Exercise aim:
Below is a block of entries; repeat exactly the lines starting at the line that contains "For every instance of the cliff" and ending at the line that contains "For every instance of the sunlit", both included.

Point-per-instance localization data
*** Begin section ***

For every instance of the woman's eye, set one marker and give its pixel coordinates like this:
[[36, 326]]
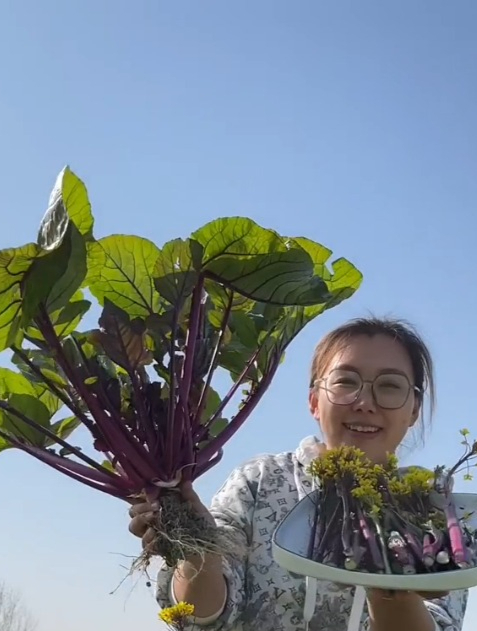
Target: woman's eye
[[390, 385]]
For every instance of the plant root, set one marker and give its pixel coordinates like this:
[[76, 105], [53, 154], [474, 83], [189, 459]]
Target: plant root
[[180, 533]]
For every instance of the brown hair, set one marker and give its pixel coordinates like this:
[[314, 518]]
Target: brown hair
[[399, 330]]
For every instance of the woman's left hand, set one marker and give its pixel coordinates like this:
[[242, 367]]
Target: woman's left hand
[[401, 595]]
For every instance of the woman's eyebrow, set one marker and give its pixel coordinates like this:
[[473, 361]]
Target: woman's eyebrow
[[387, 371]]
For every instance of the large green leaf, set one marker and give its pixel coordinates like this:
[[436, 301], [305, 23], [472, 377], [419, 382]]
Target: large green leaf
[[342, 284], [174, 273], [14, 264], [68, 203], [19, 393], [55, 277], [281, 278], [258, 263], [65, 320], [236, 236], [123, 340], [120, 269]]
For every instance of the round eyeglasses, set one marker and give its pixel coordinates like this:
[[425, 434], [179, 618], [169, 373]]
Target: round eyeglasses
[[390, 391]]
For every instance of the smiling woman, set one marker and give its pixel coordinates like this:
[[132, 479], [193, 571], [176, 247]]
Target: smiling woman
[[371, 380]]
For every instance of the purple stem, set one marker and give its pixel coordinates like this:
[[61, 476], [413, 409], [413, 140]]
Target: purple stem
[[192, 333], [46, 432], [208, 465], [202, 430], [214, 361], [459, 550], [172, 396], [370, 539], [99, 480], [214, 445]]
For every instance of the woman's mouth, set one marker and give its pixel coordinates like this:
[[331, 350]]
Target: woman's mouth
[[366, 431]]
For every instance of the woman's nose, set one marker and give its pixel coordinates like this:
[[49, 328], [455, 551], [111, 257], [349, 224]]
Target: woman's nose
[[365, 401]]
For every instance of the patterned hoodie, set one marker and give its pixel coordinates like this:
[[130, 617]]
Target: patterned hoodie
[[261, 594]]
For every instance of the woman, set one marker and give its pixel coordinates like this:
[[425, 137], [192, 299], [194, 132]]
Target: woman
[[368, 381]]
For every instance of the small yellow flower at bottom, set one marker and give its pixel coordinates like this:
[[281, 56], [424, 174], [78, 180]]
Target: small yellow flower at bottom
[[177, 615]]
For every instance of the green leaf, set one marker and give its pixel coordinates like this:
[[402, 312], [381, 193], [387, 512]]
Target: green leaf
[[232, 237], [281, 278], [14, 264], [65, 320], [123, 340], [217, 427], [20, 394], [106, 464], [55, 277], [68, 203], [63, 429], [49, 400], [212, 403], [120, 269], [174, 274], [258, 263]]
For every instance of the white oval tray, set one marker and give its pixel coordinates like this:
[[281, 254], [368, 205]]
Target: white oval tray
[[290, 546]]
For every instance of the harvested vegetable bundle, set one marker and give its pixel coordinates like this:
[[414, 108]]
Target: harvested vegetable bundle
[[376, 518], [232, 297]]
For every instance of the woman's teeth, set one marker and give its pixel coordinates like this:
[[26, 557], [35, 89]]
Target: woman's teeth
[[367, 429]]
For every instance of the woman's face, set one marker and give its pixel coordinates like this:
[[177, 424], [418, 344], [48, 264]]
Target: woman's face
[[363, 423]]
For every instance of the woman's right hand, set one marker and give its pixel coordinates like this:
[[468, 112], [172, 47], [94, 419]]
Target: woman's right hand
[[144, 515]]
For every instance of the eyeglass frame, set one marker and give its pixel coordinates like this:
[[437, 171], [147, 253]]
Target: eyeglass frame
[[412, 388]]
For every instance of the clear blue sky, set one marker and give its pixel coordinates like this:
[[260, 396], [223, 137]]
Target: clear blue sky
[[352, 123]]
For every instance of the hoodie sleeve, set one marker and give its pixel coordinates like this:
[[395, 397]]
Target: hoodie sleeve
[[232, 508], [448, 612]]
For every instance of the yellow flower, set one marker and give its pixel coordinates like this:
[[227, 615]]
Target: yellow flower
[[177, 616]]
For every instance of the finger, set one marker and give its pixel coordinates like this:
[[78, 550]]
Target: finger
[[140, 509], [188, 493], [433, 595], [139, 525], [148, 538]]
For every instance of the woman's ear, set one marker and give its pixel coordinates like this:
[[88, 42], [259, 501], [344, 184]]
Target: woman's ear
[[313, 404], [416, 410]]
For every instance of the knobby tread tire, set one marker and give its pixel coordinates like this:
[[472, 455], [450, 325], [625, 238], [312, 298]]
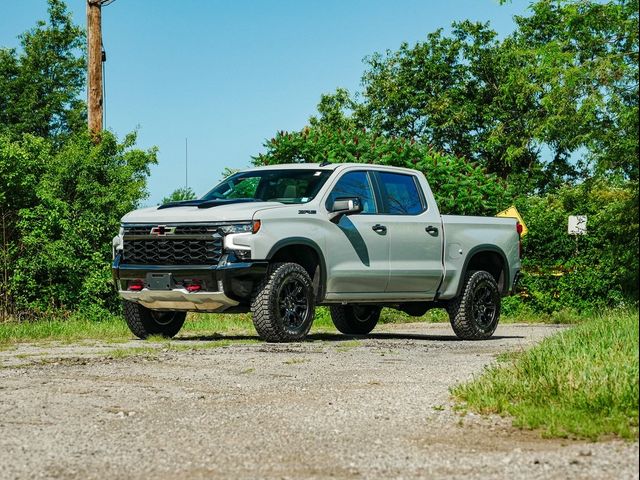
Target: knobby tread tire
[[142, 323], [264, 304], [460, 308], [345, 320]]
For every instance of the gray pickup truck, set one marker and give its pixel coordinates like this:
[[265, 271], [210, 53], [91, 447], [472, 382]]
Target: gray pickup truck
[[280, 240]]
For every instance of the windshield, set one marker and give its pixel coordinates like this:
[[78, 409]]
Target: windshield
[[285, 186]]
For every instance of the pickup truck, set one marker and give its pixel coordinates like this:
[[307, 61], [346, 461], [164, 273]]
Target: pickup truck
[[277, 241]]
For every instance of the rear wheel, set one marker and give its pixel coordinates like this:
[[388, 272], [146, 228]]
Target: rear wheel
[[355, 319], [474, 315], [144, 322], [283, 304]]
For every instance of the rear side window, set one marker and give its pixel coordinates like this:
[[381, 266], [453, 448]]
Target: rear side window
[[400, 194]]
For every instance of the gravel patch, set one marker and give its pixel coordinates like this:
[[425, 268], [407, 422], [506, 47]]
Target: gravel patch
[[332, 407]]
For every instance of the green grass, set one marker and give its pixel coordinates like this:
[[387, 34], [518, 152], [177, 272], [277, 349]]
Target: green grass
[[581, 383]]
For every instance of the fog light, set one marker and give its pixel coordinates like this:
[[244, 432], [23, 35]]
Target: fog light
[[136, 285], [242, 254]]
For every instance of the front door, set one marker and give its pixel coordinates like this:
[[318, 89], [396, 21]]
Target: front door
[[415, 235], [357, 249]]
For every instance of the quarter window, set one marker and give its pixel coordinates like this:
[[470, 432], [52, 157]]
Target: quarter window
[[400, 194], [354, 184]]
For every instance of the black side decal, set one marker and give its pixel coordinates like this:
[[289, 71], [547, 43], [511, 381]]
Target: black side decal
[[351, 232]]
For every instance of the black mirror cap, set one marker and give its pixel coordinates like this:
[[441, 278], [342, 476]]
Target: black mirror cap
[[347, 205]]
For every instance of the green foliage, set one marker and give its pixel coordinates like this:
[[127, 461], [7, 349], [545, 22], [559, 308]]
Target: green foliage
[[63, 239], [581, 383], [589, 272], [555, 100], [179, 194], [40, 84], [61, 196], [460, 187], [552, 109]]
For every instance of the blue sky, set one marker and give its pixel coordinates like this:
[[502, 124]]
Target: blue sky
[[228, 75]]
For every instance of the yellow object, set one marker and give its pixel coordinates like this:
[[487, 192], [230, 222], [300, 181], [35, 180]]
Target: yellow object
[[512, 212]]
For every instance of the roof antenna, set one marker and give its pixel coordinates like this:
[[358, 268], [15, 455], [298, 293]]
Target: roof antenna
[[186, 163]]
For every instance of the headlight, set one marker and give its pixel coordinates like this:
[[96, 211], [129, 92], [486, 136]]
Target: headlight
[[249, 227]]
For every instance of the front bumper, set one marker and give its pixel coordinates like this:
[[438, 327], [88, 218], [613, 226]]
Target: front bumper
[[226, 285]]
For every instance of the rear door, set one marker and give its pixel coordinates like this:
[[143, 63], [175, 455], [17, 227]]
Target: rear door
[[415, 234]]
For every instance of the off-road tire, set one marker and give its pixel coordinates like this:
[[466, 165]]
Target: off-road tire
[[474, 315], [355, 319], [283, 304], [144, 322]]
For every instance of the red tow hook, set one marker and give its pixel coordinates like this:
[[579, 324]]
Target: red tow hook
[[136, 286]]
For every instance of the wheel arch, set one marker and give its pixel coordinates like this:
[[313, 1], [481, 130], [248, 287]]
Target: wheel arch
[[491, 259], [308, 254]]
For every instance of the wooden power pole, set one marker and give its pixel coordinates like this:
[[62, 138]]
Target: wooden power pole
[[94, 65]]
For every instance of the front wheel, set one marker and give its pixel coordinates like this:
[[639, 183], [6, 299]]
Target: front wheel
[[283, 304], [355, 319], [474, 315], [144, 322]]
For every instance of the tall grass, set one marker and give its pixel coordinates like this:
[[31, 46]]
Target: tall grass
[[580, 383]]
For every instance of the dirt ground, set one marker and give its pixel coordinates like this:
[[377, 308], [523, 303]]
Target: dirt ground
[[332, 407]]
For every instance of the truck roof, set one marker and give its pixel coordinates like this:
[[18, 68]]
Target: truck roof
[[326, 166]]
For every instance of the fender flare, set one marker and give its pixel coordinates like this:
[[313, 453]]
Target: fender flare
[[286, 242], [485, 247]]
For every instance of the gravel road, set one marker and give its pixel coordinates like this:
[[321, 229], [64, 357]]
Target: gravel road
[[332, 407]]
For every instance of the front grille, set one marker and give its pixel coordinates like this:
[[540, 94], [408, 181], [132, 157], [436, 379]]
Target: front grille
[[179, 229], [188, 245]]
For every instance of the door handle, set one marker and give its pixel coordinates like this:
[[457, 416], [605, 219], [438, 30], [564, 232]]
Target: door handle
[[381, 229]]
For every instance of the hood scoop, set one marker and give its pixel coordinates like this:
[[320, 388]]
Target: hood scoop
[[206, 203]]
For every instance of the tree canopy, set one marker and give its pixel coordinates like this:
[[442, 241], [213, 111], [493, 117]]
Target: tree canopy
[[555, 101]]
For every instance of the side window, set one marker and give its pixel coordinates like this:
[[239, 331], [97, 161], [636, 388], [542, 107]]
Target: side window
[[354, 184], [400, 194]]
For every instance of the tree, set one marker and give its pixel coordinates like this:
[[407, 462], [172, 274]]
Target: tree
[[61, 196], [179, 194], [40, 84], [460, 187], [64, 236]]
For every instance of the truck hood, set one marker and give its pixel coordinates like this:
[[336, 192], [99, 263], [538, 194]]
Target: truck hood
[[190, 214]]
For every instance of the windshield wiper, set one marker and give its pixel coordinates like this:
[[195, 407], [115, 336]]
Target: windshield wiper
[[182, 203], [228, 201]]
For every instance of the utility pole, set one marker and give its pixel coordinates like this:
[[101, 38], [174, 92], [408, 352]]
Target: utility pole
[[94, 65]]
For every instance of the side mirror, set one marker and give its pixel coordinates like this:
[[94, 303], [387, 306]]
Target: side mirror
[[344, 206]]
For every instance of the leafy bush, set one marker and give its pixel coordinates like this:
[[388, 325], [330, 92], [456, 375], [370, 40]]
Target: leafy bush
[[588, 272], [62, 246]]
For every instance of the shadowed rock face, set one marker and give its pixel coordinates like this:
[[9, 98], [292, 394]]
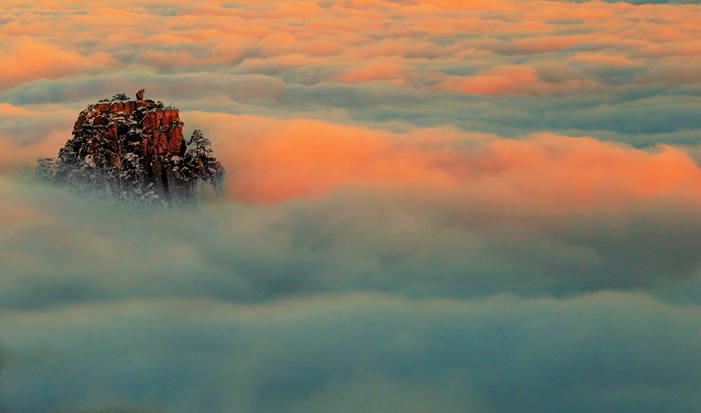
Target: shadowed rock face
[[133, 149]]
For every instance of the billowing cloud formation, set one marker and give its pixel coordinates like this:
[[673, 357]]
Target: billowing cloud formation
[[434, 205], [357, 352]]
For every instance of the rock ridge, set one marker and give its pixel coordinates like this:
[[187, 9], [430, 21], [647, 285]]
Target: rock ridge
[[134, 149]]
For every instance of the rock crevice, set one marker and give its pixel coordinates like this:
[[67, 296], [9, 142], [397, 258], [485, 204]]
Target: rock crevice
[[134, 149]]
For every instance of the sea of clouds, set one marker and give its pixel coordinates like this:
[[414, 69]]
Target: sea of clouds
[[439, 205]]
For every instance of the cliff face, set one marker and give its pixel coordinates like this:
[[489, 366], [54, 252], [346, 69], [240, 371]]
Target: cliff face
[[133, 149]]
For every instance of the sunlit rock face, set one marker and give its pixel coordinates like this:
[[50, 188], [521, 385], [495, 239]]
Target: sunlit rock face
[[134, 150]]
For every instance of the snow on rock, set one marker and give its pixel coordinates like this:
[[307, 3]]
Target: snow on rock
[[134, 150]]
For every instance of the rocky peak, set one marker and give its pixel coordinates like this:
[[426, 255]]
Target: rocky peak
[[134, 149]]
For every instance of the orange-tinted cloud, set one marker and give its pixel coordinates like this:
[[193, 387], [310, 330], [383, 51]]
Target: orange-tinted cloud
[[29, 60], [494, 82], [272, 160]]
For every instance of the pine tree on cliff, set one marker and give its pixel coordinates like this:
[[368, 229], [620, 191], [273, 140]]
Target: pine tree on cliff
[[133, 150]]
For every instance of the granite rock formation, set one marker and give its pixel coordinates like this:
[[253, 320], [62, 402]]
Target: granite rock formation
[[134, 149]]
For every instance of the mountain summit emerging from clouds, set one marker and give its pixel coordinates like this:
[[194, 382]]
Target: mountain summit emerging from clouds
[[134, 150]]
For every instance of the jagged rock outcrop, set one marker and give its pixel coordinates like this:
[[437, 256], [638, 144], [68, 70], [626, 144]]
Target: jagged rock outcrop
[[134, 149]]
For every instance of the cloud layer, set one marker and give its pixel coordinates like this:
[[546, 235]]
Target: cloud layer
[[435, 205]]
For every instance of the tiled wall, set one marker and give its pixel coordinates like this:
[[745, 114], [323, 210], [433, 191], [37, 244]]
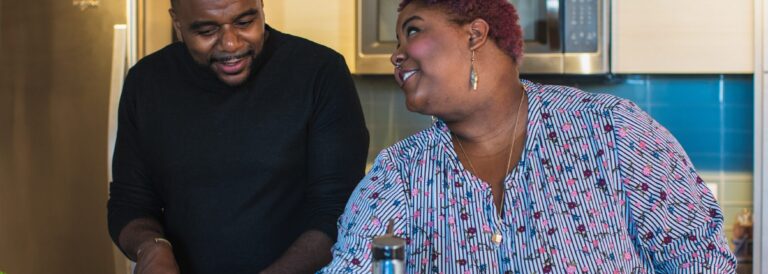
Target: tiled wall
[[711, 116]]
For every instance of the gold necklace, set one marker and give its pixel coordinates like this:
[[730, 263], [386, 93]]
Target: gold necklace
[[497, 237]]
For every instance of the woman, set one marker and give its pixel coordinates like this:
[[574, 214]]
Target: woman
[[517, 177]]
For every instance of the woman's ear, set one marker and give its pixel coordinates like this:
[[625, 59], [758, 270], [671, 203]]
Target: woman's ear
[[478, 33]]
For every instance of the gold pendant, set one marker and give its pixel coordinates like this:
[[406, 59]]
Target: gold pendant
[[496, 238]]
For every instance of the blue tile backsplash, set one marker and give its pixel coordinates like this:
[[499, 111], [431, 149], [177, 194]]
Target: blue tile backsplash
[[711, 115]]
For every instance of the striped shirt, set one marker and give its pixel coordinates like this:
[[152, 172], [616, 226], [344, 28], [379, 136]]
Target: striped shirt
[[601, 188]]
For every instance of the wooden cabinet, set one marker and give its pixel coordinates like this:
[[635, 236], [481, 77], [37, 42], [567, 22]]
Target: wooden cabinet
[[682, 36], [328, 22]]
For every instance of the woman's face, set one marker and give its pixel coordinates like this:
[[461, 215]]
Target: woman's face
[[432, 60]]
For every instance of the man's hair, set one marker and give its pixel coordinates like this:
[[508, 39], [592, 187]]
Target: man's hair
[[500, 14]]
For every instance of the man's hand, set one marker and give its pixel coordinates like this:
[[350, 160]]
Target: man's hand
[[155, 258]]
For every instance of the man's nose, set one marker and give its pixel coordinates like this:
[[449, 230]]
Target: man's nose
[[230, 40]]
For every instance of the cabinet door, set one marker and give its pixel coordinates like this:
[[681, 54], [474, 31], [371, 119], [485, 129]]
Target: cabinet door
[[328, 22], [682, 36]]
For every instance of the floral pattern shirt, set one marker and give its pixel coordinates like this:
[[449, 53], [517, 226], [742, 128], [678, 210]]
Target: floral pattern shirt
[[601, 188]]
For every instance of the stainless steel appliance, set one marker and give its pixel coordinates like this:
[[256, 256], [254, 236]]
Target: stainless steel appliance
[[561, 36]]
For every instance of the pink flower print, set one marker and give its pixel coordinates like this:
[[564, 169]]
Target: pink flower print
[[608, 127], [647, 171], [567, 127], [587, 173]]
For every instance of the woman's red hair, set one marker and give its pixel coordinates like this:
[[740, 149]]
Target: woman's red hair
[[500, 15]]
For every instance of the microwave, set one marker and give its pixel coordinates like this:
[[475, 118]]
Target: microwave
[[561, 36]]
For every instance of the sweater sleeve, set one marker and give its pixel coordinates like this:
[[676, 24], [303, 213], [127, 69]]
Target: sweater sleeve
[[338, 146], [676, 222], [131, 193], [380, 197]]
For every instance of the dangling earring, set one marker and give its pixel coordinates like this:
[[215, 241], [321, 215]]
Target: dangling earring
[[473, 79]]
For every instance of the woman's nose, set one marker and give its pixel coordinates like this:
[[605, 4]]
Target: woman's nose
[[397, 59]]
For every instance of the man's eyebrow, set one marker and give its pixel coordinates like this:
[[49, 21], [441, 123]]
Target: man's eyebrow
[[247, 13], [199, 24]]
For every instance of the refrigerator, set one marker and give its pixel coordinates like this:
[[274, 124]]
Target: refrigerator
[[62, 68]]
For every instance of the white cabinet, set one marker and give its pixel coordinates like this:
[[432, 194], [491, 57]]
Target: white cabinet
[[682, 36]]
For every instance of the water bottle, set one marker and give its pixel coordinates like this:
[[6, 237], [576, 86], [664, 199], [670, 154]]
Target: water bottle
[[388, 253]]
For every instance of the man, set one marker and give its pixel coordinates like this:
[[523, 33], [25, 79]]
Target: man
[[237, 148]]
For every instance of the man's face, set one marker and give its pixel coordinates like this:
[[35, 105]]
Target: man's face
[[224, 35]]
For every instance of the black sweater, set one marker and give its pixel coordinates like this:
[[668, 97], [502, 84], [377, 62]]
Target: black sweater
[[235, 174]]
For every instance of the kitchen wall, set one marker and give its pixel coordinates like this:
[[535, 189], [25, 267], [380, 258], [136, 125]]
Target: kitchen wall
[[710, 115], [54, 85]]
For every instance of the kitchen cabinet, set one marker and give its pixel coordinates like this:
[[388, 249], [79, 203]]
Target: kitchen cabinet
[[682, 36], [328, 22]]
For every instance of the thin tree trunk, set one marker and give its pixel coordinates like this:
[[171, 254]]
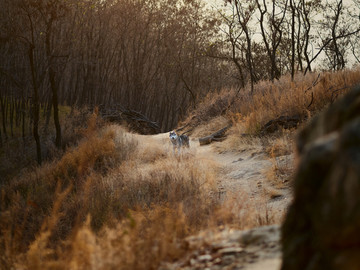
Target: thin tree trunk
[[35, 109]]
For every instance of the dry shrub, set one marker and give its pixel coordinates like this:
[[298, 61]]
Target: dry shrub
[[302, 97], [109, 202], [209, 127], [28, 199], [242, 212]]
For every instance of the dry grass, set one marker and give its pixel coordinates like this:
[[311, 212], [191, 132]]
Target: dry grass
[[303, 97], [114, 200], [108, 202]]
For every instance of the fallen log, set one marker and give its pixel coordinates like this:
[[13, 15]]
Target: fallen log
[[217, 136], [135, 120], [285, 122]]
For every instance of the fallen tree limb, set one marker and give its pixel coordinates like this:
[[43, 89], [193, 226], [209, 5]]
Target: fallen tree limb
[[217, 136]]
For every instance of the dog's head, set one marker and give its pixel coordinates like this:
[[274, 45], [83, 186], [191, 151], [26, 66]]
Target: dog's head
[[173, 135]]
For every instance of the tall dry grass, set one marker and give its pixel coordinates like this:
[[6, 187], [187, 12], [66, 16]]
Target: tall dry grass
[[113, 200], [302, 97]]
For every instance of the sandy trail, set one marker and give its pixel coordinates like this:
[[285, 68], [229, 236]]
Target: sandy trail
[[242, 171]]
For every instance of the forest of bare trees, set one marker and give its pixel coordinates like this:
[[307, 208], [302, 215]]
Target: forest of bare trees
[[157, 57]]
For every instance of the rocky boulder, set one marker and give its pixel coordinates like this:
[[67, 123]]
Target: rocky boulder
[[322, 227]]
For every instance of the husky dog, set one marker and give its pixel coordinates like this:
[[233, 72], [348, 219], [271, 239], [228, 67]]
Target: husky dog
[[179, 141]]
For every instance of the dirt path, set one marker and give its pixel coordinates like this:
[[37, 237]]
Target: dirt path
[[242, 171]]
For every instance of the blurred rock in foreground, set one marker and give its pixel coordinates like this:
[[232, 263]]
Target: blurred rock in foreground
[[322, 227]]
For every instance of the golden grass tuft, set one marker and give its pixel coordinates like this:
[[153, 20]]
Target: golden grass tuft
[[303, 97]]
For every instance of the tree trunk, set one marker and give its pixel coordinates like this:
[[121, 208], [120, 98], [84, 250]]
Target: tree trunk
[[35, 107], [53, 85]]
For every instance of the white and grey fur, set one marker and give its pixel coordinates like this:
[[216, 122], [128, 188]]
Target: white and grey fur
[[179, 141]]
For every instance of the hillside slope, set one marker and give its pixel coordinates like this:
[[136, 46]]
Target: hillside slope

*** End section ***

Solution for this problem:
For every instance of the cliff face, set one marker and give its pixel coordinates like this:
[[489, 366], [54, 252], [346, 69], [240, 371]]
Target: cliff face
[[133, 149]]
For every instance of the sunlit rock face, set one marker and give its pixel coordinates like this:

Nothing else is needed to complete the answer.